[MATERIAL FOR THIS TASK — start]

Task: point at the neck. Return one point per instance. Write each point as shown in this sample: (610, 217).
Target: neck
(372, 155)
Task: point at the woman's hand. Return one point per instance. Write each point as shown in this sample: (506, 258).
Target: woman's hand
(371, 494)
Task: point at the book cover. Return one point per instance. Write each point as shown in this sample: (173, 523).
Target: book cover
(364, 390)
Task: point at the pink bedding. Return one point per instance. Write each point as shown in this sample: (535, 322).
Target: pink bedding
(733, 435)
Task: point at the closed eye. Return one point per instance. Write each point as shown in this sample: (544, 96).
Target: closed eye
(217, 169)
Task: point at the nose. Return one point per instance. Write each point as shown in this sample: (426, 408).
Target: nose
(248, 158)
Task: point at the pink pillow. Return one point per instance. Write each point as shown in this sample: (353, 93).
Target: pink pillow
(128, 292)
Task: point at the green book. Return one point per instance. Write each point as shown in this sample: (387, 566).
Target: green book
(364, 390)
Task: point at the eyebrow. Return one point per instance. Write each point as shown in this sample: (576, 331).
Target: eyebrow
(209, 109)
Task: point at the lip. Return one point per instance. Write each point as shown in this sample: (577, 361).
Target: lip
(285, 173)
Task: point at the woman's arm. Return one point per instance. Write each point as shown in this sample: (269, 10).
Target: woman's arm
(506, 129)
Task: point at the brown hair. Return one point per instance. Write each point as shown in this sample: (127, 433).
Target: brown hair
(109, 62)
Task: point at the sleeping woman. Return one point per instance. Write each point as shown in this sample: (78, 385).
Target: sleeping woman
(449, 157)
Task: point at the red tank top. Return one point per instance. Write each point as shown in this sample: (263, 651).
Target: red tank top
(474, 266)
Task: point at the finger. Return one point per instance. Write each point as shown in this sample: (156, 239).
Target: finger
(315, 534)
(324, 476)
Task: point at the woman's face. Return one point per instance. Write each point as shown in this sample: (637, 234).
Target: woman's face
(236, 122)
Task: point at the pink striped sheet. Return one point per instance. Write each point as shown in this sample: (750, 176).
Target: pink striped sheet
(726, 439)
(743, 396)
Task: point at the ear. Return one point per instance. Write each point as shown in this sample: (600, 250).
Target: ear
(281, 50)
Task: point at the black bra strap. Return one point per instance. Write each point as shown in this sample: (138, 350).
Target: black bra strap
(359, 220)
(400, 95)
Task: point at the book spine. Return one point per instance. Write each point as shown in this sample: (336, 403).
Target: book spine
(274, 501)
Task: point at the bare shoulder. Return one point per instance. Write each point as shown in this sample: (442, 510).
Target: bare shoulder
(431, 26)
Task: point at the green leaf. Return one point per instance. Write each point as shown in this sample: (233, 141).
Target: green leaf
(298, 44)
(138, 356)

[MATERIAL FOR THIS TASK — finish]

__YOUR OBJECTIVE__
Write out, exactly as shown, only the lines running from the one that contains "Task: point at the sleeping" to the last line above.

__ANSWER BELOW__
Task: point at the sleeping woman. Return one point per instance. Write each point as shown in this sample: (78, 385).
Target: sleeping woman
(449, 157)
Task: point at the red tank top. Return one point per instance. Write each point as shown in this sample: (263, 651).
Target: red tank top
(474, 266)
Task: point at the finger. Return one point per instance. Write each point as shown in this sample: (156, 239).
Target: finger
(315, 534)
(324, 476)
Task: point at the woman's face. Return one point per instance. Write each point as shown in this sample: (637, 234).
Target: woman's face
(236, 122)
Task: point at the pink striped sheet. Return one point per instance. Write each point as shown in this sample: (750, 176).
Target: pink striped sheet
(726, 439)
(743, 396)
Task: point at the ear. Return one point per instance. Write each point as shown in this sample: (600, 250).
Target: ear
(281, 50)
Task: point at the black bra strap. Return one point per instance. Write each point as shown in this sample: (138, 350).
Target: black bra strap
(359, 220)
(400, 95)
Task: point at the book spine. Return one point per instance. Write each point as shown in this sample: (336, 403).
Target: book spine
(274, 501)
Task: point at the bare shoulder. Return one point per instance. Write each point as shown in this sample: (442, 510).
Target: bare shoulder
(431, 26)
Task: point at the green leaf. Return one point per instance. Write each point as shown in this sample: (233, 141).
Target: green leaf
(298, 44)
(138, 356)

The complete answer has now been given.